Set down the data below without change, skipping the pictures it holds.

**Location labeling records:**
◇ ◇ ◇

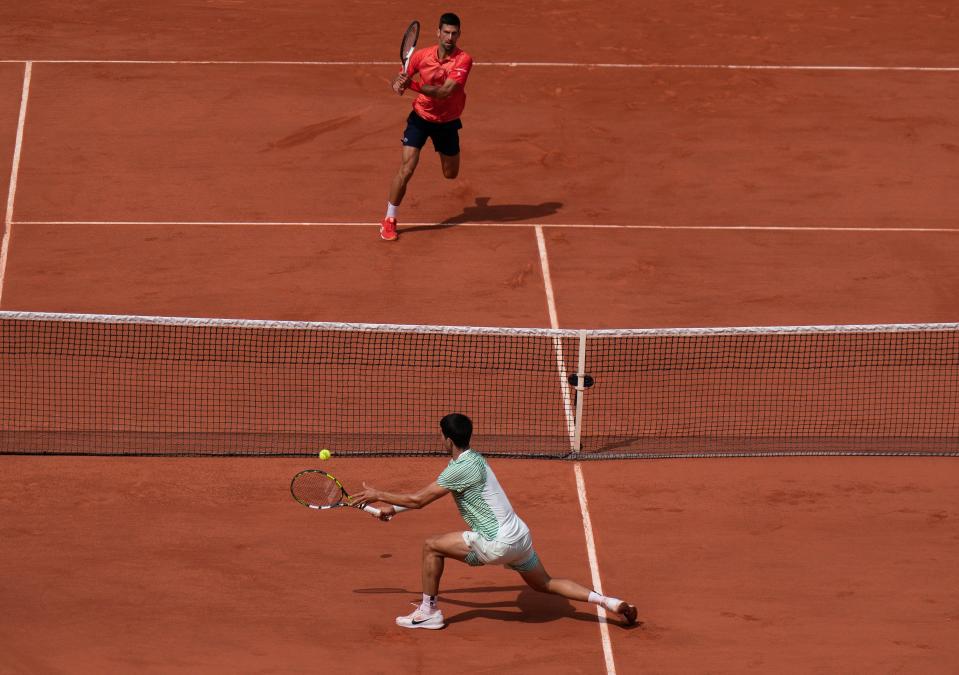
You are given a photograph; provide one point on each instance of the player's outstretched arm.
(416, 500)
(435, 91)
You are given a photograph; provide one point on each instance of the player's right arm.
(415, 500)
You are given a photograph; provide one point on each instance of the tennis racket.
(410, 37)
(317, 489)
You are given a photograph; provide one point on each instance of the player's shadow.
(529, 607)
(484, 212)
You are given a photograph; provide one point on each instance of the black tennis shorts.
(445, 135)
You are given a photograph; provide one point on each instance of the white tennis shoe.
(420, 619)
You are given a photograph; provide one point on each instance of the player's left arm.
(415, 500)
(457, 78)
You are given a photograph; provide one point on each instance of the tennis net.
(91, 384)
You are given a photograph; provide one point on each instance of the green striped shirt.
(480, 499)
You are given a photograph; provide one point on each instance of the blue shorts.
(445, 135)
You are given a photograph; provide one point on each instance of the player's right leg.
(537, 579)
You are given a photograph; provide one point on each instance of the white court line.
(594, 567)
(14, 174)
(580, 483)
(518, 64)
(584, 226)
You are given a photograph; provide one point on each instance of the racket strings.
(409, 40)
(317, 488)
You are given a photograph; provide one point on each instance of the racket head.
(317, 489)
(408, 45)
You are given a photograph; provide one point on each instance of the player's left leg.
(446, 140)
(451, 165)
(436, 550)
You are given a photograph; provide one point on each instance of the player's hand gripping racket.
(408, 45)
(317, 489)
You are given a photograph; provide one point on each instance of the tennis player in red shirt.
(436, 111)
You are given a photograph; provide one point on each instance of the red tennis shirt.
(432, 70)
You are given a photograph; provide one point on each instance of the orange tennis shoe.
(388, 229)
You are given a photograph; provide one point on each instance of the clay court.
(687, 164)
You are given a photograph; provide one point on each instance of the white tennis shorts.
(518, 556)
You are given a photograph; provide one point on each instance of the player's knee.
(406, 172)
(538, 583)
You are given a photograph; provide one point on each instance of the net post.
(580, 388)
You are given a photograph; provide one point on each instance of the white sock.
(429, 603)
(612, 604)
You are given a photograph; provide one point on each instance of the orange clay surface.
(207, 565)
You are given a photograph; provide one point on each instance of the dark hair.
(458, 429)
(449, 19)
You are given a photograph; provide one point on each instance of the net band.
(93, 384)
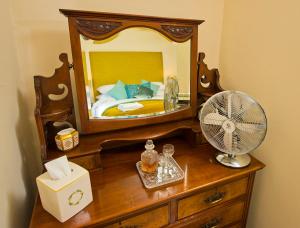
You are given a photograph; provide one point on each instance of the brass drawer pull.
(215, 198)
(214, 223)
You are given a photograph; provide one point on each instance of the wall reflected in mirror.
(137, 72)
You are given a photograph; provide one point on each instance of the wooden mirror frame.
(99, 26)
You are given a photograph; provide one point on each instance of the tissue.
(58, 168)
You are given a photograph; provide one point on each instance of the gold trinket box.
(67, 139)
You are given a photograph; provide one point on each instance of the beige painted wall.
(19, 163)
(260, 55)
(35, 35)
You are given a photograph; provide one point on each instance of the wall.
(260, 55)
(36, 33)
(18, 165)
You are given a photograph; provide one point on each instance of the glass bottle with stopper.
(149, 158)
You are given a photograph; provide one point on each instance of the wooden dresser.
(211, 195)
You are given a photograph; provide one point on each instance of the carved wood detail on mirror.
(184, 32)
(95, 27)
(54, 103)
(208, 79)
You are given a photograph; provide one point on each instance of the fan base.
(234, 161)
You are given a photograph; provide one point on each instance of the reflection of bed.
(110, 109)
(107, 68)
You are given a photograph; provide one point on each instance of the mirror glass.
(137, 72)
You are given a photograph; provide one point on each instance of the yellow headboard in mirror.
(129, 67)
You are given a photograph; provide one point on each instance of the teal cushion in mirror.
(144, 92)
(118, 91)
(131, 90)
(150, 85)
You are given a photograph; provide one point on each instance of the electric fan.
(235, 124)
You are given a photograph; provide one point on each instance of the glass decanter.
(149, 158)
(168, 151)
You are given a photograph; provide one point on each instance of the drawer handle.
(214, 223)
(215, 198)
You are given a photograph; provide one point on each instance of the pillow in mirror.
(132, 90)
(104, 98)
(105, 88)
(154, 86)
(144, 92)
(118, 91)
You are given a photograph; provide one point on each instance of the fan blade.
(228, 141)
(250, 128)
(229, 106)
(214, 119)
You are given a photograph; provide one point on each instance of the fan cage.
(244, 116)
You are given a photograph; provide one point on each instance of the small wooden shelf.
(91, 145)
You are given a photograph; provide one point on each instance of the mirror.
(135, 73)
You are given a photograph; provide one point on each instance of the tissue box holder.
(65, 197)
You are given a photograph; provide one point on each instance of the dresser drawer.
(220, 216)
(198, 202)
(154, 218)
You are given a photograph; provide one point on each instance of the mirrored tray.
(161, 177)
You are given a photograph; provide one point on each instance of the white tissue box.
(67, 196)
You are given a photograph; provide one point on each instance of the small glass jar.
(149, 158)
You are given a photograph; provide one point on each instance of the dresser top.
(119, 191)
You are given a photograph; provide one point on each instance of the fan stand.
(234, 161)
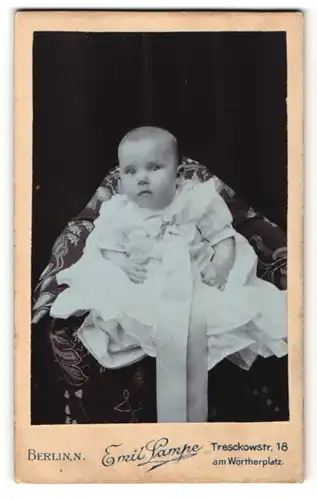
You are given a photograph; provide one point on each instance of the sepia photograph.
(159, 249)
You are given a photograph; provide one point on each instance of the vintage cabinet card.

◇ ◇ ◇

**Result for this exercise:**
You are given a photograph; provide one point on each instance of the player's outstretched arm.
(416, 500)
(435, 91)
You are given a photograph; provide one point on each instance of the player's right arm.
(415, 500)
You are given a photograph; provide one point on each instance of the tennis racket.
(410, 37)
(317, 489)
You are given a photograph; provide one point on each instance of the player's shadow.
(529, 607)
(484, 212)
You are given a photograph; provide one point on each instance of the black tennis shorts.
(445, 135)
You are given a photograph; provide one point on each instance of the white tennis shoe.
(420, 619)
You are given a photograph; provide one point on each instance of the player's left arm.
(415, 500)
(457, 78)
You are given a photograph; provide one point on each instance of the tennis net.
(91, 384)
You are given a photograph; provide one point on each instance of the green striped shirt.
(480, 499)
You are given a photograph; provide one point on each instance of the blue shorts.
(445, 135)
You are given a photograph; provide one point on each instance of the player's right leg.
(537, 579)
You are given a photograph; provide one point on each instance of the white court line.
(594, 567)
(14, 174)
(580, 483)
(518, 64)
(584, 226)
You are given a photograph; provide one point on each instance of the racket strings.
(409, 40)
(317, 488)
You are given a photograph; provide one point on each instance of the racket head.
(317, 489)
(408, 45)
You are given a photograph; provide one point on each instance of the player's left leg.
(446, 140)
(451, 165)
(436, 550)
You are given a photograph; provide one point on each instance of the player's hand gripping racket.
(408, 45)
(317, 489)
You are given a photograph; provide one point on each instance of the tennis player in red shirt.
(436, 111)
You are given a photograph; provide one point on each instance of the red tennis shirt.
(432, 70)
You are given a photograph; provide one point on each instance of the orange tennis shoe.
(388, 229)
You are given a photograph; provide one point on each instance of the clay court.
(687, 164)
You are given a photograph; provide one point on each instance of the white tennis shorts.
(518, 556)
You are given a photograph; provide one point on each instance of the player's knee.
(406, 172)
(538, 583)
You are given a photograph; provide one point on each instance of the net post.
(580, 388)
You are given a photograph; provide one point on each instance of the white sock.
(429, 603)
(612, 604)
You are given a photograph; provide one point on each instance of the orange clay surface.
(207, 565)
You are given a photograph; provide one point on each instance of the dark hair.
(458, 429)
(449, 19)
You are given a photograph; provide one point on each instance of the net band.
(93, 384)
You are given a photograph; provide one point on each instance of the brass drawer pull.
(215, 198)
(214, 223)
You are given a photograph; provide one point on each instance of the wall reflected in mirror.
(137, 72)
You are given a photograph; provide one point on each instance of the wooden mirror frame.
(99, 26)
You are given a photograph; provide one point on each instance of the tissue.
(58, 168)
You are given a photograph; provide one point on each instance of the gold trinket box.
(67, 139)
You are given a photograph; provide one point on each instance of the beige painted wall.
(19, 163)
(260, 55)
(35, 35)
You are given a photograph; provide one point on each instance of the wall.
(260, 55)
(36, 33)
(18, 165)
You are given a photograph; provide one point on each instance of the glass bottle with stopper.
(149, 158)
You are given a photograph; provide one point on each instance of the wooden dresser.
(211, 195)
You are given a photograph; provide one point on each instance of the carved wood detail on mirror.
(184, 32)
(95, 27)
(54, 103)
(208, 79)
You are given a photograph; provide one point on each instance of the fan base.
(234, 161)
You are given a photograph; provide one point on each instance of the reflection of bed.
(110, 109)
(107, 68)
You are given a photograph; provide one point on each instance of the mirror glass.
(137, 72)
You are given a photograph; provide one point on each instance of the yellow headboard in mirror.
(129, 67)
You are given a photograph; provide one point on each instance of the teal cushion in mirror.
(144, 92)
(118, 91)
(131, 90)
(150, 85)
You are given a photograph; provide one point on each instance of the electric fan.
(235, 124)
You are given a photograph; provide one point on each instance of the glass decanter.
(149, 158)
(168, 151)
You are given a photograph; provide one point on each instance of the drawer handle.
(214, 223)
(215, 198)
You are given a photograph; provide one point on each instance of the pillow in mirror.
(132, 90)
(104, 98)
(105, 88)
(154, 86)
(144, 92)
(118, 91)
You are given a photograph; provide one point on each instance of the fan blade.
(228, 141)
(250, 128)
(229, 106)
(214, 119)
You are given a photograph; provide one point on each instance of the fan cage.
(244, 116)
You are given a photograph; provide one point on each instance of the small wooden shelf.
(91, 145)
You are given a photograph; provide one point on each instance of the mirror.
(135, 73)
You are given a photograph; provide one point on each instance of the tissue box holder.
(65, 197)
You are given a photograph; provide one point on each instance of the dresser drawer.
(220, 216)
(198, 202)
(154, 218)
You are given a photograph; provide one point on each instance of the mirrored tray.
(161, 177)
You are given a photograph; provide one point on each instance of the white tissue box.
(67, 196)
You are given a photograph; provide one point on each instance of the small glass jar.
(149, 158)
You are given a photograph; provide one point on each instance of the dresser top.
(119, 191)
You are given a photograph; provide one point on each instance of the fan stand.
(234, 161)
You are given a photograph; provide one point on each instance of the sepia photograph.
(159, 249)
You are given a photograph; provide one point on each instance of the vintage cabinet card.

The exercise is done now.